Top of Text
The Troelfth Cake (also The Twelfth Cake, The Royal Cake, The Cake of Kings, from the Le gâteau des rois, Kołacz królewski, Placek królewski) is a 1773 French allegory and satire on the First Partition of Poland. It is likely that the original title in English was intended to say "The Twelfth Cake", alluding to the division of a three kings cake (also called a Twelfth Cake), but this became corrupted in later reprints. There are at least four variants of the composition, which is most common as an engraving, but also as at least one color painting; the original was likely drawn by Jean-Michel Moreau le Jeune and engraved by Noël Le Mire (although another source calls them merely the authors of the most famous variant). Authors of other variants included the German artist Johannes Esaias Nilson.

The Troelfth Cake shows the rulers of the three countries that participated in the partition tearing a map of the Polish–Lithuanian Commonwealth apart. The outer figures demanding their share are Catherine II of Russia and Frederick II of Prussia. Catherine is glaring at her former lover, the Polish king Stanisław August Poniatowski, and (in some variants of the engraving) Frederick is pointing to Danzig (Gdańsk) with a sword (although Prussia acquired the territories around it, Gdańsk still remained with the Commonwealth). The inner figure on the right is the Habsburg Emperor Joseph II. On his left is the beleaguered Stanisław August Poniatowski, who (in some variants of the engraving) is experiencing difficulty keeping his crown on his head, and in another, has already lost it. Above the scene is Pheme (personification of fame, with manifestos from the partitioning powers in the German variant).
Bottom of Text
Top of Records supplied
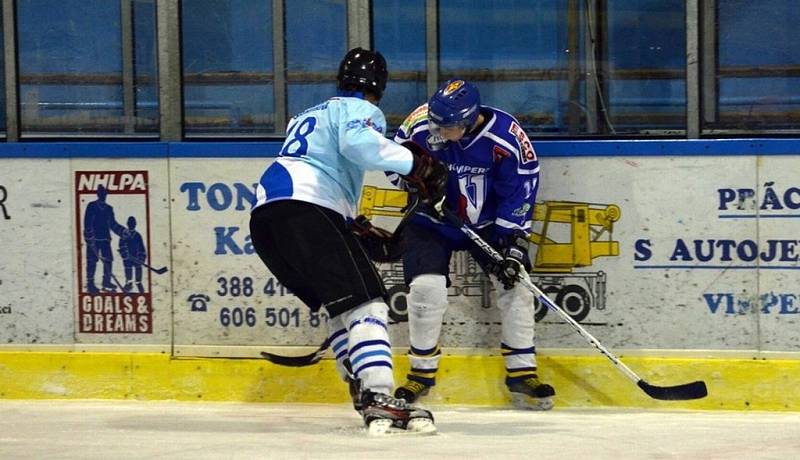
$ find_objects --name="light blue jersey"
[253,97,413,217]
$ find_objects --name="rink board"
[0,351,800,411]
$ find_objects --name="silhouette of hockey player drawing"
[119,216,147,293]
[83,185,126,293]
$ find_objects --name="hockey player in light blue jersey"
[389,79,555,410]
[250,48,447,433]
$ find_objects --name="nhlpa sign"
[75,171,153,334]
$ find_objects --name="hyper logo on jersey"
[75,171,153,334]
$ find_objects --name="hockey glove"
[350,215,403,263]
[496,232,528,290]
[402,141,448,211]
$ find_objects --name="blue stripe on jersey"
[333,337,347,353]
[259,161,294,201]
[350,340,392,356]
[350,350,392,366]
[353,361,392,377]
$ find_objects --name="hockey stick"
[139,262,167,275]
[442,208,708,401]
[261,338,331,367]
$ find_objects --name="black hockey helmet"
[336,48,389,99]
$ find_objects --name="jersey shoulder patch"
[400,103,428,134]
[508,121,536,164]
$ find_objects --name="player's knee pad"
[345,299,389,330]
[492,273,534,312]
[408,274,447,317]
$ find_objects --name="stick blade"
[261,350,324,367]
[637,380,708,401]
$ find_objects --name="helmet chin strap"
[336,89,364,99]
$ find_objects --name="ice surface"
[0,400,800,460]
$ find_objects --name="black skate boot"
[394,380,431,404]
[506,375,556,410]
[361,389,436,436]
[347,375,364,415]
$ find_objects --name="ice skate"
[361,390,436,436]
[394,380,431,404]
[347,375,364,415]
[506,377,556,410]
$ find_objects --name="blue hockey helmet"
[336,48,389,99]
[428,78,481,130]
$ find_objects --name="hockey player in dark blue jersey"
[389,79,555,410]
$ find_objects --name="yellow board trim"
[0,352,800,411]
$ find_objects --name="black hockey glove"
[402,141,448,211]
[350,215,403,263]
[495,232,528,290]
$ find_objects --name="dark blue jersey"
[389,104,539,243]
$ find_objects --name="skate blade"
[511,393,553,411]
[406,418,436,434]
[367,418,393,436]
[367,419,436,437]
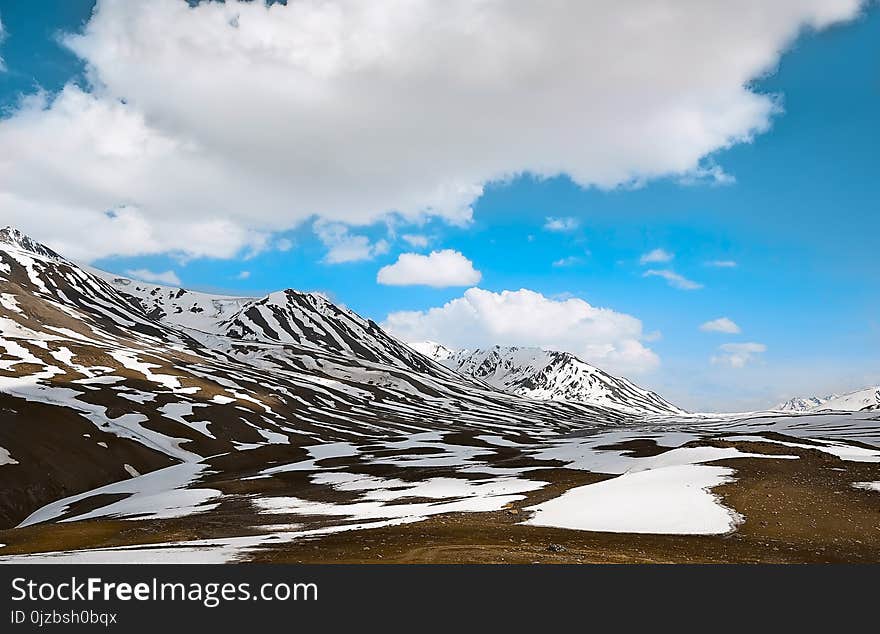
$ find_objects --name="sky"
[0,0,880,411]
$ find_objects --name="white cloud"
[711,342,767,368]
[0,0,861,259]
[382,288,660,373]
[700,317,740,335]
[544,216,580,231]
[125,269,182,286]
[639,249,675,264]
[0,15,6,73]
[553,255,584,268]
[312,221,388,264]
[400,233,428,249]
[376,249,482,288]
[642,269,703,291]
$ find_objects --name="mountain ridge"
[409,341,687,415]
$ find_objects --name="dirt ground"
[0,434,880,563]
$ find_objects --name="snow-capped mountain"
[410,341,686,415]
[0,228,640,528]
[775,386,880,413]
[773,394,838,412]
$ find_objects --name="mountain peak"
[409,341,685,415]
[0,225,62,260]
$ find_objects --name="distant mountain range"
[774,386,880,412]
[409,341,686,415]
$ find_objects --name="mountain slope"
[0,228,648,527]
[410,342,685,415]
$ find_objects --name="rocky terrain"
[0,228,880,562]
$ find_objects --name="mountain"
[775,386,880,413]
[773,394,838,412]
[410,341,686,415]
[0,228,651,528]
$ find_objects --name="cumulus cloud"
[553,255,584,268]
[312,221,388,264]
[125,269,182,286]
[544,217,580,231]
[0,0,861,258]
[382,288,660,374]
[711,342,767,368]
[642,269,703,291]
[376,249,482,288]
[700,317,740,335]
[0,15,6,73]
[275,238,293,253]
[639,249,675,264]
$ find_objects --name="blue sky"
[0,1,880,410]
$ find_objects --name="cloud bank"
[700,317,740,335]
[382,288,660,374]
[0,0,861,259]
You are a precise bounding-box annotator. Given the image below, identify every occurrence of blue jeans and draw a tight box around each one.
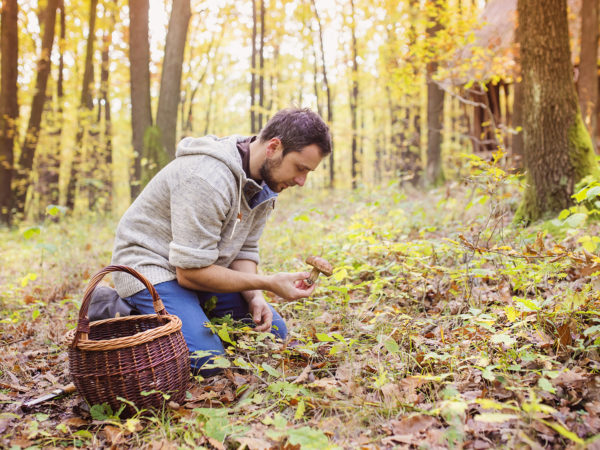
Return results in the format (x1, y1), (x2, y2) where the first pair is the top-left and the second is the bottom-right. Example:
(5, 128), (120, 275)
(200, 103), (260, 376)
(125, 280), (287, 377)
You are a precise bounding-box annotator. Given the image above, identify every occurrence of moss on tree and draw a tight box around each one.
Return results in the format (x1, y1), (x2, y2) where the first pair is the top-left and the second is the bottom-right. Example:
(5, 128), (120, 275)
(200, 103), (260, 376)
(514, 112), (600, 225)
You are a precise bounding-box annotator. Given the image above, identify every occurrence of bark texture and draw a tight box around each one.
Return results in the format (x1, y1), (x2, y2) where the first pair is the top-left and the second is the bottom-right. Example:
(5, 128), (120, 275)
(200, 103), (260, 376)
(14, 0), (58, 213)
(350, 0), (359, 189)
(578, 0), (598, 147)
(515, 0), (598, 223)
(0, 0), (19, 225)
(156, 0), (192, 159)
(67, 0), (98, 211)
(129, 0), (152, 198)
(312, 0), (335, 188)
(425, 1), (445, 186)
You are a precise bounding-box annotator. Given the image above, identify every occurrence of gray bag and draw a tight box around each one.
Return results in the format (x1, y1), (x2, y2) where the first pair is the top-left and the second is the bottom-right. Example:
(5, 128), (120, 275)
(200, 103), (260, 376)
(88, 286), (140, 322)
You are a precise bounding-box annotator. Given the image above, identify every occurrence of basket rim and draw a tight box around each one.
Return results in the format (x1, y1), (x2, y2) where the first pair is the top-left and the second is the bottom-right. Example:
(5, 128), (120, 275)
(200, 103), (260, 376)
(65, 314), (181, 351)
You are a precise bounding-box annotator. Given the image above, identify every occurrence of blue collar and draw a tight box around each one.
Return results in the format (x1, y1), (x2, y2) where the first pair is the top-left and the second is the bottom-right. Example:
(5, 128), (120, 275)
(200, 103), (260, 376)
(248, 181), (277, 209)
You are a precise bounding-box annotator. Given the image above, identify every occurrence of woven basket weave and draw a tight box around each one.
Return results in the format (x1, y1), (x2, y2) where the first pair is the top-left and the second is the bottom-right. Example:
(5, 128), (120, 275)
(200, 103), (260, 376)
(66, 266), (190, 417)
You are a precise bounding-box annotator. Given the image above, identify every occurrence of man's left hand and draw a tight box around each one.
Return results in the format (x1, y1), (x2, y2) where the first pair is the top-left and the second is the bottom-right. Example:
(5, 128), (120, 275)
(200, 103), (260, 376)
(248, 295), (273, 331)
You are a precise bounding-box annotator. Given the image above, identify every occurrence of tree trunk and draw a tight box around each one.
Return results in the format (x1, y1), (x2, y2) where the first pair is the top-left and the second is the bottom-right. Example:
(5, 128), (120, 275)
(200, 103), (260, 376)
(515, 0), (600, 223)
(425, 2), (444, 186)
(156, 0), (192, 159)
(312, 0), (335, 188)
(350, 0), (358, 189)
(258, 0), (265, 130)
(250, 0), (258, 134)
(34, 0), (66, 216)
(96, 0), (117, 211)
(129, 0), (152, 198)
(578, 0), (598, 148)
(0, 0), (19, 225)
(14, 0), (58, 213)
(67, 0), (98, 211)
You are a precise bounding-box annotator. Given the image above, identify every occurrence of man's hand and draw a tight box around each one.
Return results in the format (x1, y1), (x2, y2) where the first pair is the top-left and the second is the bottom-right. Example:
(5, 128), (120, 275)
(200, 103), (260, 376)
(268, 272), (316, 300)
(248, 295), (273, 331)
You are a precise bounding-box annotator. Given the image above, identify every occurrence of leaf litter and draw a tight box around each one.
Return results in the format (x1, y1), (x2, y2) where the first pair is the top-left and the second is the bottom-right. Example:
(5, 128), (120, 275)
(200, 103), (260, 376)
(0, 167), (600, 449)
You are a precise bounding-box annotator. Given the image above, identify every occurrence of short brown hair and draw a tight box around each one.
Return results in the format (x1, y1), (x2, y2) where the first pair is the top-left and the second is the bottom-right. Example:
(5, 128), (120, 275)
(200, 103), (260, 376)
(258, 108), (331, 156)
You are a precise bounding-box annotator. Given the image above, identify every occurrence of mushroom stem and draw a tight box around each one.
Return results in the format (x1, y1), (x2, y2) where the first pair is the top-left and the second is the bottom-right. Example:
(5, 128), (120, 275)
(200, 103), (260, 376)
(305, 267), (321, 286)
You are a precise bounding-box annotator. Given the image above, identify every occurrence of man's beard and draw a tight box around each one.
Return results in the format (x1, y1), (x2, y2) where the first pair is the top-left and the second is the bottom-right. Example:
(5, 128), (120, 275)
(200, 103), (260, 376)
(259, 159), (281, 192)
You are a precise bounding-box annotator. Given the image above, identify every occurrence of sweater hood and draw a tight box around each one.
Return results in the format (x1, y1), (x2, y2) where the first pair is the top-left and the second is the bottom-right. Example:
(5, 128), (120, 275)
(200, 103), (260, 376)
(175, 135), (246, 180)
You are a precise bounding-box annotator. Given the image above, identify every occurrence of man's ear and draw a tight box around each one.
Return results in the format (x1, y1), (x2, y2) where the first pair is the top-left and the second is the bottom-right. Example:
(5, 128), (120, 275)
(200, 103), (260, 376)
(266, 138), (283, 158)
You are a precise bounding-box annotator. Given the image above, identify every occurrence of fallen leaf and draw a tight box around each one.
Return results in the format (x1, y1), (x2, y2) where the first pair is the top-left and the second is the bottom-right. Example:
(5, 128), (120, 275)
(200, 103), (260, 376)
(103, 425), (127, 445)
(390, 414), (439, 435)
(292, 364), (312, 383)
(550, 369), (589, 389)
(62, 417), (89, 428)
(207, 437), (225, 450)
(557, 322), (573, 350)
(235, 437), (273, 450)
(381, 383), (403, 407)
(381, 434), (417, 447)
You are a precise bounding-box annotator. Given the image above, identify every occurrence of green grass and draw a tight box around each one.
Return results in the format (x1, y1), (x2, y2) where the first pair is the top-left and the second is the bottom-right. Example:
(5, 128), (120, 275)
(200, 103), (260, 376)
(0, 157), (600, 448)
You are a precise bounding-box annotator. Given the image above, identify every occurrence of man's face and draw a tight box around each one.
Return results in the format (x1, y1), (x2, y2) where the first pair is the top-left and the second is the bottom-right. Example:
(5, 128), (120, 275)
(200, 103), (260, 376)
(260, 144), (323, 192)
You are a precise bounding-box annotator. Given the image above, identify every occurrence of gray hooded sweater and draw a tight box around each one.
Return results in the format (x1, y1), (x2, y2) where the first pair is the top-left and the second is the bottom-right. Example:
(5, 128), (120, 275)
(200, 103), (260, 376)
(112, 136), (277, 298)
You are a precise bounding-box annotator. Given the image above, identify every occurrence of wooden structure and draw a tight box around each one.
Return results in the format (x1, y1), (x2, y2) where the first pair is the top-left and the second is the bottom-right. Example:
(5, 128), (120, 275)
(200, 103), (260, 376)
(442, 0), (600, 158)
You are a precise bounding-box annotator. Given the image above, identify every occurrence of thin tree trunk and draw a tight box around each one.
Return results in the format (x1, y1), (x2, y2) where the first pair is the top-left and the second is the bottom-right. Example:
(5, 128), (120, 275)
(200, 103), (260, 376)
(312, 46), (323, 117)
(156, 0), (192, 159)
(515, 0), (600, 223)
(311, 0), (335, 188)
(425, 2), (444, 186)
(129, 0), (152, 198)
(578, 0), (598, 151)
(0, 0), (19, 225)
(67, 0), (98, 210)
(250, 0), (257, 134)
(350, 0), (359, 189)
(258, 0), (265, 129)
(96, 0), (117, 211)
(14, 0), (58, 213)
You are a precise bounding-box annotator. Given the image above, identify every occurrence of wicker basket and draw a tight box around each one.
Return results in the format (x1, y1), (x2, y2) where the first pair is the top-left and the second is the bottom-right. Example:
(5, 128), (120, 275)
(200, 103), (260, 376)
(66, 266), (190, 417)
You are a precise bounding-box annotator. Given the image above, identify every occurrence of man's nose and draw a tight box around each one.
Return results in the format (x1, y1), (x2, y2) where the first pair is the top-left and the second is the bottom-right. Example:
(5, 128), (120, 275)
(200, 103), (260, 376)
(294, 175), (306, 186)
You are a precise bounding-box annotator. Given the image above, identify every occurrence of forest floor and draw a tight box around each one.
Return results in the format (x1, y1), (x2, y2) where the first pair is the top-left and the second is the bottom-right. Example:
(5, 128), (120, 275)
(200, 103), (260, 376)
(0, 156), (600, 449)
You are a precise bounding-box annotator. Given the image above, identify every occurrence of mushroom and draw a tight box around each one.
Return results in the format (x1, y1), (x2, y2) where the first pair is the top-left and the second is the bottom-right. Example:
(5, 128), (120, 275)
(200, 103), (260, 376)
(304, 256), (333, 286)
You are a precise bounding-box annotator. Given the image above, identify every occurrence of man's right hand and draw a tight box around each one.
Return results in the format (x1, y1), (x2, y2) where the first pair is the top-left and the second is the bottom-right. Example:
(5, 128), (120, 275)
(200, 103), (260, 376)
(268, 272), (316, 300)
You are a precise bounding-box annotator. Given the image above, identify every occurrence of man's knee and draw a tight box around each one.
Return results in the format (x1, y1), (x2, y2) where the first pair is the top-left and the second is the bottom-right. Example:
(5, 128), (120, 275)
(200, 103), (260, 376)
(188, 342), (225, 377)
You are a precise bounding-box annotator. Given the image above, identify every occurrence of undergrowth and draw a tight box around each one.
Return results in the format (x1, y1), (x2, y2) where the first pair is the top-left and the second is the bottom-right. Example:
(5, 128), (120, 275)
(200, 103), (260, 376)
(0, 153), (600, 448)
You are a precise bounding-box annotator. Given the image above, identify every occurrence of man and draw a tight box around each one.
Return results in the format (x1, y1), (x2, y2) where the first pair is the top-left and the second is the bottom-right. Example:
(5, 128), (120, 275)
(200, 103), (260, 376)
(112, 109), (331, 376)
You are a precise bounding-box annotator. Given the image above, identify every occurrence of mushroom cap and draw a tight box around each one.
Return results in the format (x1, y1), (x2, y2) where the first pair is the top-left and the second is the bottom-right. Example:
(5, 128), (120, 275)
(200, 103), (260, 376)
(306, 256), (333, 277)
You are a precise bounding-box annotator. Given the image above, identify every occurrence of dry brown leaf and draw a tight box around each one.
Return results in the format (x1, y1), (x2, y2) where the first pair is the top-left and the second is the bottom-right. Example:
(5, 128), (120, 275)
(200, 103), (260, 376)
(224, 369), (250, 388)
(10, 436), (33, 448)
(292, 364), (312, 383)
(235, 437), (273, 450)
(150, 439), (178, 450)
(206, 437), (225, 450)
(62, 417), (89, 427)
(556, 322), (573, 349)
(381, 383), (403, 407)
(103, 425), (127, 445)
(315, 312), (335, 325)
(550, 368), (589, 389)
(390, 414), (439, 435)
(381, 434), (417, 448)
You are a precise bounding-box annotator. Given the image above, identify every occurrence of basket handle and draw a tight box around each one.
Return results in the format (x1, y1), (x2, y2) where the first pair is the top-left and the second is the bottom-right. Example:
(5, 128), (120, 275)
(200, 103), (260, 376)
(71, 265), (168, 348)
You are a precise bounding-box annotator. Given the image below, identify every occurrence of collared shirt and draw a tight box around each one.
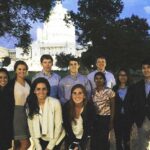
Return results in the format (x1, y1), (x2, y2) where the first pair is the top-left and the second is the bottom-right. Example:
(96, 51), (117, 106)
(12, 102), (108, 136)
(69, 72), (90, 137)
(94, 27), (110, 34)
(32, 71), (61, 98)
(58, 73), (91, 104)
(145, 81), (150, 97)
(87, 70), (116, 90)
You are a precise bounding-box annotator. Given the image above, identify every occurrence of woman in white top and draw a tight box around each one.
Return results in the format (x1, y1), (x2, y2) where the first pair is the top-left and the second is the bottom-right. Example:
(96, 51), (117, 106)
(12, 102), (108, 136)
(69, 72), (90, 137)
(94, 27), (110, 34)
(92, 72), (115, 150)
(9, 60), (30, 150)
(27, 78), (65, 150)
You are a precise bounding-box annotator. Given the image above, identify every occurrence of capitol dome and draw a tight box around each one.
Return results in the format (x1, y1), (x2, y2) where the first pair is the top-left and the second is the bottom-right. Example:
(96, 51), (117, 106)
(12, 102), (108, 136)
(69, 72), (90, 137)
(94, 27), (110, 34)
(0, 47), (9, 59)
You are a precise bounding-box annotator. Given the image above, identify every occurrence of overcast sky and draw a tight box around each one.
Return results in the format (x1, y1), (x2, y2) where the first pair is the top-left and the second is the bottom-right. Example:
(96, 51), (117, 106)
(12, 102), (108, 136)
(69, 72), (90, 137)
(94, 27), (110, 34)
(0, 0), (150, 48)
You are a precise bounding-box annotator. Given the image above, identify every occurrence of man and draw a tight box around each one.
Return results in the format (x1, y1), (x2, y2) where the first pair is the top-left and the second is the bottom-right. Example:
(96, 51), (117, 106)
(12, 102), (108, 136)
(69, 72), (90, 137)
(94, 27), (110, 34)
(133, 59), (150, 150)
(59, 58), (91, 104)
(32, 54), (61, 98)
(87, 56), (116, 90)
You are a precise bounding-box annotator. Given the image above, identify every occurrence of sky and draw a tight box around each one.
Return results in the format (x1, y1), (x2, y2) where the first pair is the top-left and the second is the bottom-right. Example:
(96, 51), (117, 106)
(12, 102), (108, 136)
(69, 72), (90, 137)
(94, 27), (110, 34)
(0, 0), (150, 48)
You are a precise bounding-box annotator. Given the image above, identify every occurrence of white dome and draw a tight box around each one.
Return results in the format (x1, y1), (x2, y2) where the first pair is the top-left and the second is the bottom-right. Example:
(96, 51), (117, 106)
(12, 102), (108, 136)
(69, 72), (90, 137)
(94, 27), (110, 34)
(0, 47), (9, 59)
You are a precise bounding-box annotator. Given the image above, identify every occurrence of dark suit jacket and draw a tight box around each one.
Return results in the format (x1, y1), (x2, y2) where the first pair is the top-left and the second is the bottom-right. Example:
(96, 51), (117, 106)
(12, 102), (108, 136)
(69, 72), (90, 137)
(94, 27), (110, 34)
(133, 80), (150, 127)
(63, 101), (95, 146)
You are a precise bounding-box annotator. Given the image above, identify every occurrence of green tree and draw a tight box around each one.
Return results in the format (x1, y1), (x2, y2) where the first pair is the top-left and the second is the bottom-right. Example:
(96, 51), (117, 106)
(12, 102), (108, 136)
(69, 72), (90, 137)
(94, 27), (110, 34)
(0, 0), (56, 52)
(71, 0), (150, 70)
(2, 57), (11, 66)
(56, 53), (74, 69)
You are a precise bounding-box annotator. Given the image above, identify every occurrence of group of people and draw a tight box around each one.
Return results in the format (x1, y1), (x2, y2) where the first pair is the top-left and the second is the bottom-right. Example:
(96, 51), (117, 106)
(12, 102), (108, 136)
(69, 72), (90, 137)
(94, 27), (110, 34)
(0, 55), (150, 150)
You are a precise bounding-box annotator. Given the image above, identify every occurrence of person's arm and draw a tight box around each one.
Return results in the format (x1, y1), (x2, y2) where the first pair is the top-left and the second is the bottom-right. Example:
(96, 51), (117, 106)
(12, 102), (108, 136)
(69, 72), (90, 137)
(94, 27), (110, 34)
(111, 74), (116, 88)
(110, 96), (115, 129)
(28, 118), (42, 150)
(47, 101), (63, 150)
(58, 80), (66, 104)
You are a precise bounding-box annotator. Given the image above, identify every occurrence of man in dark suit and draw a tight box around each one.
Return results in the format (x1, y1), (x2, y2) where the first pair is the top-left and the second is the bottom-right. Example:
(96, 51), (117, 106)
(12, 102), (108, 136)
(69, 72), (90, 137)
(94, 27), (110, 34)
(133, 59), (150, 150)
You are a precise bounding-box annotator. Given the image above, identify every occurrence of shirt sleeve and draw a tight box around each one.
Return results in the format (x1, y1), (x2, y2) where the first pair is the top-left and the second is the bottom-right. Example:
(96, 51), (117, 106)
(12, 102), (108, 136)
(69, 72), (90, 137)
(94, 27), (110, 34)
(109, 89), (115, 99)
(58, 80), (65, 104)
(28, 118), (42, 150)
(47, 101), (63, 150)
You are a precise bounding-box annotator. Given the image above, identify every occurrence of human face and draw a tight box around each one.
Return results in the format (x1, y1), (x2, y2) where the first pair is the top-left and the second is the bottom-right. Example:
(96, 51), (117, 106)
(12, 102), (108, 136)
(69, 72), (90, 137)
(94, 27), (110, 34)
(0, 72), (8, 87)
(16, 64), (27, 79)
(41, 59), (53, 72)
(96, 58), (106, 72)
(142, 65), (150, 79)
(34, 83), (48, 101)
(119, 71), (128, 84)
(72, 88), (85, 104)
(69, 61), (80, 74)
(94, 75), (105, 87)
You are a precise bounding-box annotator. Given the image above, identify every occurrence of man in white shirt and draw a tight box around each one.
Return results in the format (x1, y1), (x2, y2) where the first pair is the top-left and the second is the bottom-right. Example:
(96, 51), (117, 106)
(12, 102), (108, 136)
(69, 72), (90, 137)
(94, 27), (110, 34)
(87, 56), (116, 90)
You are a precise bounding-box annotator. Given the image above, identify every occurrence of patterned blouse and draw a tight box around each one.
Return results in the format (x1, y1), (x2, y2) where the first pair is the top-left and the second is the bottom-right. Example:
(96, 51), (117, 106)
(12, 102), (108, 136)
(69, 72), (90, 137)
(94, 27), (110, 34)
(92, 88), (115, 116)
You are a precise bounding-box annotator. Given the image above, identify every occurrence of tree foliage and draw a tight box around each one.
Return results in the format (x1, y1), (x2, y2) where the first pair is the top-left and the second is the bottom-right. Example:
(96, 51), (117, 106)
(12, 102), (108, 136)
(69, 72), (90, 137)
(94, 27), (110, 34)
(56, 53), (74, 68)
(2, 57), (11, 66)
(0, 0), (55, 51)
(71, 0), (150, 70)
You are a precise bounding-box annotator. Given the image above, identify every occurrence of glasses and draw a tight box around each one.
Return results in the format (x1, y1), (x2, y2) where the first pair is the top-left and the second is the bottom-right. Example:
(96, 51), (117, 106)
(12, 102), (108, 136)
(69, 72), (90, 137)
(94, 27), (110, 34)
(35, 88), (47, 91)
(119, 74), (127, 76)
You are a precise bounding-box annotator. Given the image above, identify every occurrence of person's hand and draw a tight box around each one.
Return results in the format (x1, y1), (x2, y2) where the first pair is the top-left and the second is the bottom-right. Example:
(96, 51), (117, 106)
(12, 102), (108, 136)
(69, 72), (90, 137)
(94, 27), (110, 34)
(73, 146), (79, 150)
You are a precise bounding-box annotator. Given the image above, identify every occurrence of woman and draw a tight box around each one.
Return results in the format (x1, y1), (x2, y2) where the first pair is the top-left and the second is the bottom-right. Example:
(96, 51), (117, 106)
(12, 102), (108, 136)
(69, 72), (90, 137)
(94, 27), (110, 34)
(114, 68), (132, 150)
(93, 72), (115, 150)
(0, 68), (13, 150)
(63, 84), (95, 150)
(27, 78), (65, 150)
(9, 60), (30, 150)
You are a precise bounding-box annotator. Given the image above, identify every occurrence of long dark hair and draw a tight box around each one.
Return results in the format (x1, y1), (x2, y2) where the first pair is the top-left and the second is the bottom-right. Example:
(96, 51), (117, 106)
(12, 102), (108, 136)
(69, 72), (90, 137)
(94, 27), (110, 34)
(69, 84), (87, 122)
(26, 77), (50, 118)
(0, 68), (10, 88)
(116, 68), (131, 89)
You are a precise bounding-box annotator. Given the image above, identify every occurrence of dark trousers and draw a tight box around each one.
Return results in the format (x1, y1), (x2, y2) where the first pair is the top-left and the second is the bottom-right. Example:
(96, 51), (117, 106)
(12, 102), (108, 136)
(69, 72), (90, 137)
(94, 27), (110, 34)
(0, 139), (12, 150)
(114, 114), (131, 150)
(39, 138), (64, 150)
(92, 115), (110, 150)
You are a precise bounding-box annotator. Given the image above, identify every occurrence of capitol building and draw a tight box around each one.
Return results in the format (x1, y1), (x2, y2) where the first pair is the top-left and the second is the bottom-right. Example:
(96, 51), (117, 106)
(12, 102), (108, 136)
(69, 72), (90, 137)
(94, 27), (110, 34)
(0, 1), (85, 71)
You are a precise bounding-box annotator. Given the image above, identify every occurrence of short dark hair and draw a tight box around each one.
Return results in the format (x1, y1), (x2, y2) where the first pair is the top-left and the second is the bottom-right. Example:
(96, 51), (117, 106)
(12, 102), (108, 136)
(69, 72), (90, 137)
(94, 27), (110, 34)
(40, 54), (53, 63)
(142, 58), (150, 65)
(68, 57), (80, 65)
(94, 72), (107, 85)
(116, 68), (131, 88)
(0, 68), (9, 80)
(26, 77), (50, 118)
(14, 60), (28, 71)
(96, 55), (106, 62)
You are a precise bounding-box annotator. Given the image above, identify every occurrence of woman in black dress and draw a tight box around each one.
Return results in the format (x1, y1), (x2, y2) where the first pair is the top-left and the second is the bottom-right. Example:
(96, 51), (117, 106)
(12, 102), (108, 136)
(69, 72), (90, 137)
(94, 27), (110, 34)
(0, 68), (13, 150)
(63, 84), (95, 150)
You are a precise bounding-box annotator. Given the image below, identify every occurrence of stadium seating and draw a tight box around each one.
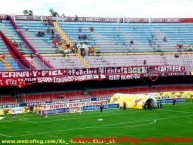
Bottom of Records supplied
_What you should do_
In the text about The Troelfth Cake, condense the paragraph beginning "The Troelfth Cake shows the rulers" into a short bulleted list that keeps its main facts.

_Output below_
- Subject: the rulers of the three partitioning countries tear apart a map of the Polish–Lithuanian Commonwealth.
- Outer figures: Catherine II of Russia and Frederick II of Prussia demand their share.
- Catherine glares at her former lover, the Polish king Stanisław August Poniatowski.
- In some variants, Frederick points a sword at Danzig (Gdańsk). Prussia took the territories around the city, but Gdańsk itself stayed with the Commonwealth.
- Inner figure on the right: Habsburg Emperor Joseph II.
- Next to him: the beleaguered Stanisław August Poniatowski. He struggles to keep his crown on in some variants and has already lost it in another.
- Above the scene: Pheme, the personification of fame, who holds the partitioning powers' manifestos in the German variant.